Your instructions. Would you tally how many lines in the records include the word "pool"? Reply with the number only.

Stored data entries
►

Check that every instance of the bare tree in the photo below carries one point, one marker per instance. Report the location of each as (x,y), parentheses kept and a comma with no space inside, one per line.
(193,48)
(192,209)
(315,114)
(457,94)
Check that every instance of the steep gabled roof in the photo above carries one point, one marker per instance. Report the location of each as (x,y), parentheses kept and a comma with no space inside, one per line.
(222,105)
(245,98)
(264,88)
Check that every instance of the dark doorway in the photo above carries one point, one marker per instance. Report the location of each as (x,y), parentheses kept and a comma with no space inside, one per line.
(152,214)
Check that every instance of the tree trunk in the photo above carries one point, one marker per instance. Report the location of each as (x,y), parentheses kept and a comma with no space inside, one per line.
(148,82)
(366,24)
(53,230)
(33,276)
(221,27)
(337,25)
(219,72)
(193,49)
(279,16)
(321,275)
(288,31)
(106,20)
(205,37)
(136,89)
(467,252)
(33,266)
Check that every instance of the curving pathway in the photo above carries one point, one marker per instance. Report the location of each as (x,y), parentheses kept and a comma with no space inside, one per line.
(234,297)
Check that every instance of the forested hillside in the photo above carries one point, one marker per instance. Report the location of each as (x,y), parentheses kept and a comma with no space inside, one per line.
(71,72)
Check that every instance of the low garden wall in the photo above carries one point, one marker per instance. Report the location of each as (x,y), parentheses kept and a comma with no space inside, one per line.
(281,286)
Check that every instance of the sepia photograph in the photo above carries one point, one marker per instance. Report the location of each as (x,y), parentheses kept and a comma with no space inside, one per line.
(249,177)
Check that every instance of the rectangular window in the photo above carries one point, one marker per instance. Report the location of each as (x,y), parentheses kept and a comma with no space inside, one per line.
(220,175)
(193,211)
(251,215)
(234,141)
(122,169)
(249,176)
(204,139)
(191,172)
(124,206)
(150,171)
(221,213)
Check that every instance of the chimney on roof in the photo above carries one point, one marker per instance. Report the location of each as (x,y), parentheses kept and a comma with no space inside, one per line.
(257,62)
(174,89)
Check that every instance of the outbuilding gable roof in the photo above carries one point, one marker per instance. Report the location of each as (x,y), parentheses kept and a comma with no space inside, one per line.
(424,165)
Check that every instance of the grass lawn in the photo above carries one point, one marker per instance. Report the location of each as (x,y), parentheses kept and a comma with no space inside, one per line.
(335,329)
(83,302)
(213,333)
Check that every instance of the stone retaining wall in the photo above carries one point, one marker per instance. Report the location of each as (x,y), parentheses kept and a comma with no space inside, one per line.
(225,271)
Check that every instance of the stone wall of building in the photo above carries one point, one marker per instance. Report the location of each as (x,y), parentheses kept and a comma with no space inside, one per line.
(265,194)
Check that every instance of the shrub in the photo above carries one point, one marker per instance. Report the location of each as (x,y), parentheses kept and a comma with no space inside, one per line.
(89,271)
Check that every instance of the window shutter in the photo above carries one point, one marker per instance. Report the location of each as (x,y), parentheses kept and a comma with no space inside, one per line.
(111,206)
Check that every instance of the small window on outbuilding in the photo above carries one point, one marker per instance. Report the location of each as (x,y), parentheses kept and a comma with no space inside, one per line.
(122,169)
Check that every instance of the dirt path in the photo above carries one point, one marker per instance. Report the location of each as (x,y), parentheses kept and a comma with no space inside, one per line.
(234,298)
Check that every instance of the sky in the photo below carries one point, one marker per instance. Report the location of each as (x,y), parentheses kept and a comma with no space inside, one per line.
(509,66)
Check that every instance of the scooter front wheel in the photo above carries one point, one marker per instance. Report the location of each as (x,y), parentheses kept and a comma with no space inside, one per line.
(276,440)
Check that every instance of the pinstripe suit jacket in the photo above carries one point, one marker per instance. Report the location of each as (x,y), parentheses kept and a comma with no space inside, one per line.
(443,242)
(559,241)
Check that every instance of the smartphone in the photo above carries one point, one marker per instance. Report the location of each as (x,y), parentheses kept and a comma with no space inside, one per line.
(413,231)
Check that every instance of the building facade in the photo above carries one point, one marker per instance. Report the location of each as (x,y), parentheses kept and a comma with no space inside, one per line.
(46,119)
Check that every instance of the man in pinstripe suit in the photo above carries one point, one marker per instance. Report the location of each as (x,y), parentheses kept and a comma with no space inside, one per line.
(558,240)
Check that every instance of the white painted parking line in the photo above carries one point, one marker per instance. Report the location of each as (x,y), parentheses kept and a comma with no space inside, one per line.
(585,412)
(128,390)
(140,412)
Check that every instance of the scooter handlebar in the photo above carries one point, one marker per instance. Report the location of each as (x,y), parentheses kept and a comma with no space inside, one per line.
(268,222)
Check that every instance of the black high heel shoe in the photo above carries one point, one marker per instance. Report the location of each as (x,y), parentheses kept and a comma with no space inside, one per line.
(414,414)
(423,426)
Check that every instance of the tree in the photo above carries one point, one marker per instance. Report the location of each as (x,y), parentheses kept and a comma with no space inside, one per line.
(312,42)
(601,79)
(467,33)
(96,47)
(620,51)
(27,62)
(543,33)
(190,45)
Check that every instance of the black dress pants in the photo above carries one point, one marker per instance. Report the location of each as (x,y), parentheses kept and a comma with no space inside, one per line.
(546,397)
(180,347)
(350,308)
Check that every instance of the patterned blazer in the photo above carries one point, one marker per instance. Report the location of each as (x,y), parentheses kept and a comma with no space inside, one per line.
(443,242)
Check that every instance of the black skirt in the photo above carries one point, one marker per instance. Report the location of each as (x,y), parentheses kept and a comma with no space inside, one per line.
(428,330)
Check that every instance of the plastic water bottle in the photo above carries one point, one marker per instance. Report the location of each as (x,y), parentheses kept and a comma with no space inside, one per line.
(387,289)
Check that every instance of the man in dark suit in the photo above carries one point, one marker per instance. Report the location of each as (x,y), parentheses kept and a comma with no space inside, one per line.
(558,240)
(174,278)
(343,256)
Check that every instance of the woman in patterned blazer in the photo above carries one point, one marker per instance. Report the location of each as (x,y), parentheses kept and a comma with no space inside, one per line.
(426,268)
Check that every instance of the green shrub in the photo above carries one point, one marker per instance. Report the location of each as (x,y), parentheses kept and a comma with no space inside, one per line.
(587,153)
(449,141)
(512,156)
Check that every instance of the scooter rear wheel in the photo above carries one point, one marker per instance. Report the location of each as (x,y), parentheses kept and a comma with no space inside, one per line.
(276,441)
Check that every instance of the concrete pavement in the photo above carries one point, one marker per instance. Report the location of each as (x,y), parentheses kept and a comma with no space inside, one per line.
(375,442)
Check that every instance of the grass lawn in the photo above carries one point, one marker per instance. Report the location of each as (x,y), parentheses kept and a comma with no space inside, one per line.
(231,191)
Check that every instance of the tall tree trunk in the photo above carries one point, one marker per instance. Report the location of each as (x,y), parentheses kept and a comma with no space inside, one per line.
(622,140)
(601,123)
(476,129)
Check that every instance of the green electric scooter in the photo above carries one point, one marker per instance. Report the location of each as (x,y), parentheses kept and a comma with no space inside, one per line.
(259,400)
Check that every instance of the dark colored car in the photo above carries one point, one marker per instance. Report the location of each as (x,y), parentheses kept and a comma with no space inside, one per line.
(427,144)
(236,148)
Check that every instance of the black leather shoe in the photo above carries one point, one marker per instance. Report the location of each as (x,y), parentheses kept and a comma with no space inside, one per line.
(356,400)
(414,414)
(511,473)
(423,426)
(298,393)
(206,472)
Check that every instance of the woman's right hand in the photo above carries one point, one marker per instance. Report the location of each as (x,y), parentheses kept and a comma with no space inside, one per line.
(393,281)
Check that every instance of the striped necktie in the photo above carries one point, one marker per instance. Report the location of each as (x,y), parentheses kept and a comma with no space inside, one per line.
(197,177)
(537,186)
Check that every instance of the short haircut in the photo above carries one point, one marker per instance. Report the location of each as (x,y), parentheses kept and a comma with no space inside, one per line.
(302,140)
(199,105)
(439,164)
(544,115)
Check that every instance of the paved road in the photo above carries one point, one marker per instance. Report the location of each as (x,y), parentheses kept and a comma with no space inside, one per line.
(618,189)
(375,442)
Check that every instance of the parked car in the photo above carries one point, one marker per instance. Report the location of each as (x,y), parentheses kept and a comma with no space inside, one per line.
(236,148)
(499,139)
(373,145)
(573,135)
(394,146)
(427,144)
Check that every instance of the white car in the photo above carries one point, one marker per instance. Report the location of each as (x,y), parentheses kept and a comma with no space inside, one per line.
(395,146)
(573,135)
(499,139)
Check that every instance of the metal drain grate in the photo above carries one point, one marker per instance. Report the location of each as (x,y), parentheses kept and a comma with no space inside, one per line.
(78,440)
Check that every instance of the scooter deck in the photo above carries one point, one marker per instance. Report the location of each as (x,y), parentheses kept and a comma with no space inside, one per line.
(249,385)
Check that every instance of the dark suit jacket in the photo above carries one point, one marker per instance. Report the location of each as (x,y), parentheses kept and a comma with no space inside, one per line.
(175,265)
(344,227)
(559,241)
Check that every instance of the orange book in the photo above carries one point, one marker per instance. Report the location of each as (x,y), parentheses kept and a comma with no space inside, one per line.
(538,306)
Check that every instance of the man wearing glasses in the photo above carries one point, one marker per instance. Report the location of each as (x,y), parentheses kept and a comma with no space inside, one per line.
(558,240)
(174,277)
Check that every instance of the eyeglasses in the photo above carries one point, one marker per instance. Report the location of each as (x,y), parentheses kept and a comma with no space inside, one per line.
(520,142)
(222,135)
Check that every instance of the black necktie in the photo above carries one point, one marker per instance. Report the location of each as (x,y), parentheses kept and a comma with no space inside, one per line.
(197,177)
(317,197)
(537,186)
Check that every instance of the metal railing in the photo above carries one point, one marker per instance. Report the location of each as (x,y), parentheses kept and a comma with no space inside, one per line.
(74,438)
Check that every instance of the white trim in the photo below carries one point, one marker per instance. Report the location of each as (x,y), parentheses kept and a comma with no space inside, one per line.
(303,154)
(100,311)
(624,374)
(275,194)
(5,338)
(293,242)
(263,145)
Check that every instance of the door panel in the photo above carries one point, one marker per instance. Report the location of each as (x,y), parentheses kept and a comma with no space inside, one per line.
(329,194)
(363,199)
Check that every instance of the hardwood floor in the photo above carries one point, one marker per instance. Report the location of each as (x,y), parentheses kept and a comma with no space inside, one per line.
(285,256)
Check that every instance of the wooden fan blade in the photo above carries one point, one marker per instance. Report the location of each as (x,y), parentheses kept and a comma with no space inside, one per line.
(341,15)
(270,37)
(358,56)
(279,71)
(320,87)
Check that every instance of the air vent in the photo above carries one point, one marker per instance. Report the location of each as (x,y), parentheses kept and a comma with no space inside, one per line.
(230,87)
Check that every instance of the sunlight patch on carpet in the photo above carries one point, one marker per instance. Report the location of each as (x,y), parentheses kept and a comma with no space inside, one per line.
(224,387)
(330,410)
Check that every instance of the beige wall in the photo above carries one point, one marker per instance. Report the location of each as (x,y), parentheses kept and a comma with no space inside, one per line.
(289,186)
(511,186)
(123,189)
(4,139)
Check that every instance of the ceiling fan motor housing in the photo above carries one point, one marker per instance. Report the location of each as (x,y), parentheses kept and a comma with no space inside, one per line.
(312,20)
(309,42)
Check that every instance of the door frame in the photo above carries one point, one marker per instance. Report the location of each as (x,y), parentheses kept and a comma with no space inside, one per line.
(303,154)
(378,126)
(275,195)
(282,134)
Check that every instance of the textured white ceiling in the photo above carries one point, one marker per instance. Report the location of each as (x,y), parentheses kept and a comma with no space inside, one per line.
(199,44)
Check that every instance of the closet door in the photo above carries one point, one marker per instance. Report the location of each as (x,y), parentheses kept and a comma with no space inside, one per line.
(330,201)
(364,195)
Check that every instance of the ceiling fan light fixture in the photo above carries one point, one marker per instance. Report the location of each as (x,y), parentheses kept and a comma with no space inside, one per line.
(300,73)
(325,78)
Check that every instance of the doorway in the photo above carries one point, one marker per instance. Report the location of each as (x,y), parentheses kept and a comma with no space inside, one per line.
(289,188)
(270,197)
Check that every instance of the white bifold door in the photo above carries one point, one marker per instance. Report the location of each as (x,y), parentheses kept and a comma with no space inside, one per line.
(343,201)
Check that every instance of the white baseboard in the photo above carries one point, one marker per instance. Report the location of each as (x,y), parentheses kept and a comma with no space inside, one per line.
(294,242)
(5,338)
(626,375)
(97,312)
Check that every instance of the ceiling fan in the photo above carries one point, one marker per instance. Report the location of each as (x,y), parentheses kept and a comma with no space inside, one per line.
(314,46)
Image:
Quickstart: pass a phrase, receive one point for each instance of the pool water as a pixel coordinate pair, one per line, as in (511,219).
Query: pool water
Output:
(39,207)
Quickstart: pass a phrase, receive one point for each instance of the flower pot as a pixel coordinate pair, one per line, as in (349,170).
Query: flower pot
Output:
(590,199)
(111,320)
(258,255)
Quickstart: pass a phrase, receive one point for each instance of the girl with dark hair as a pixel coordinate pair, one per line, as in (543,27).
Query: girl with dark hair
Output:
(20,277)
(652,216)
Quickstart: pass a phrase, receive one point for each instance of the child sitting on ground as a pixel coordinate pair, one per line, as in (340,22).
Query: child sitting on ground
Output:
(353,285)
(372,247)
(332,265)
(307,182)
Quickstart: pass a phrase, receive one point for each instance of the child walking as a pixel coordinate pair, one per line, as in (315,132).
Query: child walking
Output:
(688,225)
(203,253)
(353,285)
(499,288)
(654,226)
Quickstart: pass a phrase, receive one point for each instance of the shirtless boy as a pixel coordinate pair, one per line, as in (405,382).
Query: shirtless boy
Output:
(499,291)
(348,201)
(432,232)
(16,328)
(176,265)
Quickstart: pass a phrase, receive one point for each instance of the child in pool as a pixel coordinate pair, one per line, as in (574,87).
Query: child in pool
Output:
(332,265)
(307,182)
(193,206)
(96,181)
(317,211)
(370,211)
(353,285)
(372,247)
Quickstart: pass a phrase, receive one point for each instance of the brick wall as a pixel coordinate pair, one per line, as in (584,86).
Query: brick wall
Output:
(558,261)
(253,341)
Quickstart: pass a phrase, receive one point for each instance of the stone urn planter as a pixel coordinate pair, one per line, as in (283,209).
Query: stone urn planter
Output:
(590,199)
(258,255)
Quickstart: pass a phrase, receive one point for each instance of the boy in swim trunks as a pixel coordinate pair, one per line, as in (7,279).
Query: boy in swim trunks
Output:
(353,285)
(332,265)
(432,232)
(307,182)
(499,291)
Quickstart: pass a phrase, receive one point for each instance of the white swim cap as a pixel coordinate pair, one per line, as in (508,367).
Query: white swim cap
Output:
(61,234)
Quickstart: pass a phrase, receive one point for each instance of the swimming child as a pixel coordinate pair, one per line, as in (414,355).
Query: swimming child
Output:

◄

Task solution. 4